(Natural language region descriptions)

------------------------------------------------------------

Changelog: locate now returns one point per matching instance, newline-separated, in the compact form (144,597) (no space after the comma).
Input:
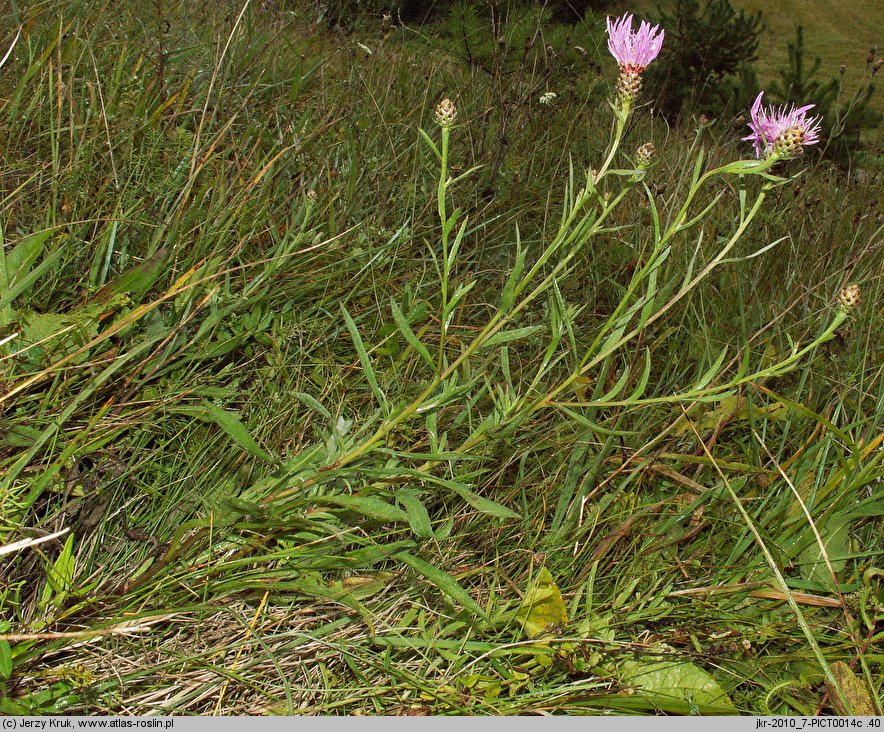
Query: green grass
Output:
(839,33)
(300,470)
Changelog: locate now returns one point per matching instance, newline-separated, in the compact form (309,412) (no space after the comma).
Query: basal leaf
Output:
(676,686)
(543,608)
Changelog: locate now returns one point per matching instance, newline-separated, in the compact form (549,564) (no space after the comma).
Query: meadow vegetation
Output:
(313,405)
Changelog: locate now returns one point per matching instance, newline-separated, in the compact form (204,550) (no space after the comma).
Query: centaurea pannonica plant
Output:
(634,50)
(780,132)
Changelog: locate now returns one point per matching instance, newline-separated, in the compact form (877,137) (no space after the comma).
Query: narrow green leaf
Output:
(418,518)
(369,506)
(444,582)
(313,403)
(506,336)
(478,502)
(363,357)
(409,336)
(5,660)
(26,252)
(230,423)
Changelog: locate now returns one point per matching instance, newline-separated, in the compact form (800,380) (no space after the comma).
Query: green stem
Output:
(443,218)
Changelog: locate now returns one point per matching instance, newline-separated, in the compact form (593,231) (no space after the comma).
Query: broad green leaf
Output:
(543,608)
(230,423)
(854,688)
(5,660)
(366,505)
(443,581)
(677,686)
(418,518)
(137,280)
(836,541)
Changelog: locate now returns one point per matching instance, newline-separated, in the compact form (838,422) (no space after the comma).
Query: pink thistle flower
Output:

------------------------------------------------------------

Show all lines in the entries above where the string "leaf" appears.

TASK RESPONSE >>
Query: basal leaf
Query: narrow green leaf
Query: broad green leaf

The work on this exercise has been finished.